--- Exercise instructions ---
Recast every line of the records below as a Markdown table with two columns, "Row" for the row number and "Line" for the line itself. Leave out blank lines.

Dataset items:
=-=-=
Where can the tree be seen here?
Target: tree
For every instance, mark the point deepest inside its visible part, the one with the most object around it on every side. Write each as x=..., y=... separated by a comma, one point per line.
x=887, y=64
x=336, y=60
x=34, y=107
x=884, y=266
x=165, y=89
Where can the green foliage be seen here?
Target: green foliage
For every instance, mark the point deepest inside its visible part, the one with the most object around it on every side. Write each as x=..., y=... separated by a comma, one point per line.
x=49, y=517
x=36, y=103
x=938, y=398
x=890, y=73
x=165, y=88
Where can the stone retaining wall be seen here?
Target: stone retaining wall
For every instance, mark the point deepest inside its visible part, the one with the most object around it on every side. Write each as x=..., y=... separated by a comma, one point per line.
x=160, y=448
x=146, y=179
=-=-=
--- Result of this task ---
| Row | Line |
|---|---|
| 1 | Where can the tree be seen here? |
| 2 | Target: tree |
| 3 | For every instance, mark the point deepest inside its visible part, the one with the most object around it on every side. Write each as x=..., y=... separated by a comma, one point per line. |
| 4 | x=887, y=64 |
| 5 | x=336, y=60 |
| 6 | x=34, y=107 |
| 7 | x=884, y=266 |
| 8 | x=165, y=89 |
| 9 | Where can the green foliage be seen here? |
| 10 | Target: green foliage |
| 11 | For every instance, mark the point deepest inside its visible part, the one with the most object around it on every side. Write each as x=..., y=... separated by a comma, one point per line. |
| 12 | x=49, y=517 |
| 13 | x=36, y=103 |
| 14 | x=938, y=398 |
| 15 | x=890, y=73 |
| 16 | x=165, y=88 |
| 17 | Where can the stone retaining wall be seen here? |
| 18 | Target: stone retaining wall |
| 19 | For every instance, mark the point deepest inside its visible part, the one with the most object around it on every side. Write each as x=..., y=... separated by a comma, one point per line. |
| 20 | x=160, y=448 |
| 21 | x=146, y=179 |